*What the exercise asks*: What you give back from the listing below should be an exact copy of the lines from the one with "ground** -> mask for every instance" down to the one with "ridge** -> mask for every instance", and it should contain no pictures.

*Task material*:
──────

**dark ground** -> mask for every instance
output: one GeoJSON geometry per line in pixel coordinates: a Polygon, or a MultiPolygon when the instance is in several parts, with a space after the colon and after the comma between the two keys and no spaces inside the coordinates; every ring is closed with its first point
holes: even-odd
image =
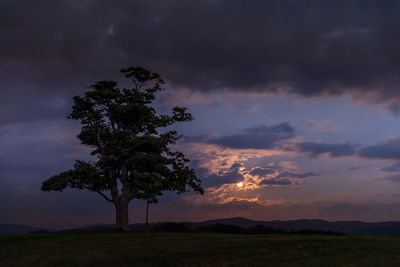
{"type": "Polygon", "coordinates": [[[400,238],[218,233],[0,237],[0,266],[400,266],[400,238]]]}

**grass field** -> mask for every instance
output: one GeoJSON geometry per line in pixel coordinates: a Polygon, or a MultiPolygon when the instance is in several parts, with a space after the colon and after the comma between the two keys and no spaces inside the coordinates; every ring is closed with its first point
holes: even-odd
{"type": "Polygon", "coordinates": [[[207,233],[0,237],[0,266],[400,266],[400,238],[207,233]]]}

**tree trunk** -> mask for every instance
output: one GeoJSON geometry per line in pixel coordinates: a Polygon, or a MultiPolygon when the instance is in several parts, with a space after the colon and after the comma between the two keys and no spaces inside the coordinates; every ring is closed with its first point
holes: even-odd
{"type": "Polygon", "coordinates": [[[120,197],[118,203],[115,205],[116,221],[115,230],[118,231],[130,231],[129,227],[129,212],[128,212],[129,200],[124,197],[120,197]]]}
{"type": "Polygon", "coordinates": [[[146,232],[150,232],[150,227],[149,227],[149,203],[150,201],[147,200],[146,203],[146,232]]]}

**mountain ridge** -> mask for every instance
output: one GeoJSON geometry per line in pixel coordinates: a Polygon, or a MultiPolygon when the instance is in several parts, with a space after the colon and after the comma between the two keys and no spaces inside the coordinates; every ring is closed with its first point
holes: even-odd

──────

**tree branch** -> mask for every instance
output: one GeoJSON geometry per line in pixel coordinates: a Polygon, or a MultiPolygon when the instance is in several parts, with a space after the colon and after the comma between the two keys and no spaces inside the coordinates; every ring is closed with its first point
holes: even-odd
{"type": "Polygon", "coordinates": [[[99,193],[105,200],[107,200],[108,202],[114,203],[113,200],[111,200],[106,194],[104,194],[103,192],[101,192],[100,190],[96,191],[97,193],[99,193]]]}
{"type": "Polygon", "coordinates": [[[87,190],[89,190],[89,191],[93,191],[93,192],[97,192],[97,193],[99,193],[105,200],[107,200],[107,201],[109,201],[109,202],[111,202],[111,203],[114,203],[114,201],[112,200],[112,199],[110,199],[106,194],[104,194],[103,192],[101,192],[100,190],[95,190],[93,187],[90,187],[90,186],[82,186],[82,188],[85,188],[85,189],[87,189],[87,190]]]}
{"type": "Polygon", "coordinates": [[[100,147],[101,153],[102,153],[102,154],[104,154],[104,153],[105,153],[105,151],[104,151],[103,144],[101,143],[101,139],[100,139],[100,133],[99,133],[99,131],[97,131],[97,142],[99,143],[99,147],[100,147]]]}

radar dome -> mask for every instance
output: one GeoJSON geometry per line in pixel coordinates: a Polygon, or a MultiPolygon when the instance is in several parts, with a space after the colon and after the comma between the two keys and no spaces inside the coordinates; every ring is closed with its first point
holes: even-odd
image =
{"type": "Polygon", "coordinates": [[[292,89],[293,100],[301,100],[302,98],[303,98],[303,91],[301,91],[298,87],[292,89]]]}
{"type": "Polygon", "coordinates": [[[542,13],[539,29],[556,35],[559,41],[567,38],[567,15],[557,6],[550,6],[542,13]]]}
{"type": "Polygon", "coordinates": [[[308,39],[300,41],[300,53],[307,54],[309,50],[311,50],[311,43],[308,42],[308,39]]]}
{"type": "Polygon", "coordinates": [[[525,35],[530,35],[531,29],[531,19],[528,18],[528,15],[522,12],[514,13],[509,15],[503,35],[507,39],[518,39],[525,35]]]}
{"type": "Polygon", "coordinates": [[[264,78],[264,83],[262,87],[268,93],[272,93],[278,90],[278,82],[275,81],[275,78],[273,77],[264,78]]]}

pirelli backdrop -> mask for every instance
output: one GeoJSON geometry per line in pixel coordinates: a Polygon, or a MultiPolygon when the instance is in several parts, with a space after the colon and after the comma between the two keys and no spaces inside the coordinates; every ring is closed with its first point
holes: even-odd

──────

*Written answer*:
**dark ground** -> mask for every instance
output: one GeoJSON geometry per line in pixel coordinates: a Polygon, or a MultiPolygon when the instance is in several parts, with a space after the colon and after the comma between the two keys and no spaces inside the coordinates; every ring is closed with its first point
holes: even-odd
image =
{"type": "Polygon", "coordinates": [[[400,238],[218,233],[0,237],[0,266],[400,266],[400,238]]]}

**grass field** -> mask for every instance
output: one GeoJSON geometry per line in pixel coordinates: a Polygon, or a MultiPolygon when the instance is in several parts, with a space after the colon and after the comma between the two keys and no spaces inside the coordinates; every ring is closed with its first point
holes: even-odd
{"type": "Polygon", "coordinates": [[[207,233],[0,237],[0,266],[400,266],[400,238],[207,233]]]}

**tree trunk** -> mask for every instance
output: one GeoJSON geometry per line in pixel coordinates: a Polygon, or a MultiPolygon when the instance is in several parts, with a space after the colon and after the comma between the two keys and no spaces inside the coordinates; every ring is closed with its first point
holes: even-odd
{"type": "Polygon", "coordinates": [[[120,197],[118,203],[115,205],[116,221],[115,230],[118,231],[130,231],[129,227],[129,212],[128,212],[129,200],[124,197],[120,197]]]}
{"type": "Polygon", "coordinates": [[[146,232],[150,232],[150,227],[149,227],[149,203],[150,201],[147,200],[146,203],[146,232]]]}

**mountain ridge** -> mask for every instance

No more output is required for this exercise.